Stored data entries
....
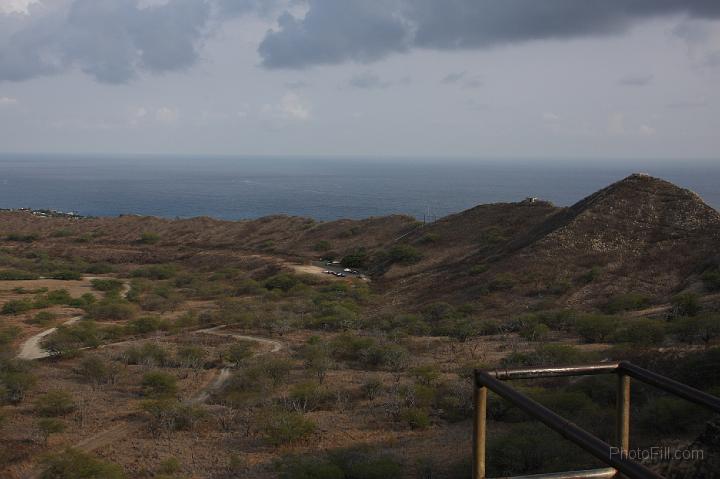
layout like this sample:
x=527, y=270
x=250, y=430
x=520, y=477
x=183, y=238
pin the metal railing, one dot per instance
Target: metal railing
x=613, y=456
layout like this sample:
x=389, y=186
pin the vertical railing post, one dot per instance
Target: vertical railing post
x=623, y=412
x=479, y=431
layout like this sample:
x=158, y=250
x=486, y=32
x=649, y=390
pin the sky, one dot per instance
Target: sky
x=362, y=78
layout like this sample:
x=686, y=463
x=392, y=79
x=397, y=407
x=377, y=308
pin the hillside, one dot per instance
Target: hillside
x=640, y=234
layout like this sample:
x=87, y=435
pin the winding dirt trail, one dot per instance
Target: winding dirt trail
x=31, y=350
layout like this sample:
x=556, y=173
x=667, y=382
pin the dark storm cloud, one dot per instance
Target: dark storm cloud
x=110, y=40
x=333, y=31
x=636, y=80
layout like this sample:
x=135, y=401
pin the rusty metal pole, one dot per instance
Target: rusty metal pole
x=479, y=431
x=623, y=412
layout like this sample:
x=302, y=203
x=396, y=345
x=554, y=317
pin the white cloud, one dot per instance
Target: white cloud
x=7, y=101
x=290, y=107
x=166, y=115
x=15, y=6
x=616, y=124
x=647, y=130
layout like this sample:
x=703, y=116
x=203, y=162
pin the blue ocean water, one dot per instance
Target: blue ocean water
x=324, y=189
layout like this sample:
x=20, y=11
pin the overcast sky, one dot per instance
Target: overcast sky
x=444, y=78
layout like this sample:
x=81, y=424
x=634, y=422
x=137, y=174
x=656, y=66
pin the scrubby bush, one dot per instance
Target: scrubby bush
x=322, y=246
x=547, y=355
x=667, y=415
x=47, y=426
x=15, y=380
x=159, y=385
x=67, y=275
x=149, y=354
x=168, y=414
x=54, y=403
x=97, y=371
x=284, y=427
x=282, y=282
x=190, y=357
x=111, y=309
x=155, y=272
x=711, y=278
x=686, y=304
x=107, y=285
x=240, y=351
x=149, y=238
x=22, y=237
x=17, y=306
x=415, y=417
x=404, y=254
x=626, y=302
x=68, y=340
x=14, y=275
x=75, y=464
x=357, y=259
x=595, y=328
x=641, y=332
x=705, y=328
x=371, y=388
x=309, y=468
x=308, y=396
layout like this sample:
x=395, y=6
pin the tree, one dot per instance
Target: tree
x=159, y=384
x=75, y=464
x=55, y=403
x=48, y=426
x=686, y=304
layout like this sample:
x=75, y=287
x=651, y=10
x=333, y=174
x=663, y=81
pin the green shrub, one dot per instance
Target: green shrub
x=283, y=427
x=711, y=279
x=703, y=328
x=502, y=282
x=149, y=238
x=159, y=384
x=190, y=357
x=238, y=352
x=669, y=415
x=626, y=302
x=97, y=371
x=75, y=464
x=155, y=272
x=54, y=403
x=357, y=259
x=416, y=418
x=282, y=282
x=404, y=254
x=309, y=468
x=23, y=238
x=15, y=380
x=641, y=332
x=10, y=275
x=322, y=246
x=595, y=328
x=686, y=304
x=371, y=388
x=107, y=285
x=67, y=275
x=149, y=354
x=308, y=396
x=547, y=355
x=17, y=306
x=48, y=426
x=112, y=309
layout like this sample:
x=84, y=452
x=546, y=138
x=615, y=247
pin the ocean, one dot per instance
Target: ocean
....
→ Work request
The stretch of entries above that starts with the line containing "x=520, y=477" and goes on through the line containing "x=377, y=308" is to be transcribed exactly, and no other line is to be transcribed.

→ Exercise answer
x=520, y=477
x=183, y=238
pin the metal railing, one dot per instance
Target: metal railing
x=613, y=456
layout like this sample:
x=389, y=186
pin the vertical railing post, one dot per instance
Target: vertical railing post
x=623, y=412
x=479, y=431
layout like this sample:
x=158, y=250
x=486, y=32
x=649, y=390
pin the sky, one dot per instance
Target: sky
x=362, y=78
layout like this sample:
x=686, y=463
x=392, y=79
x=397, y=407
x=377, y=308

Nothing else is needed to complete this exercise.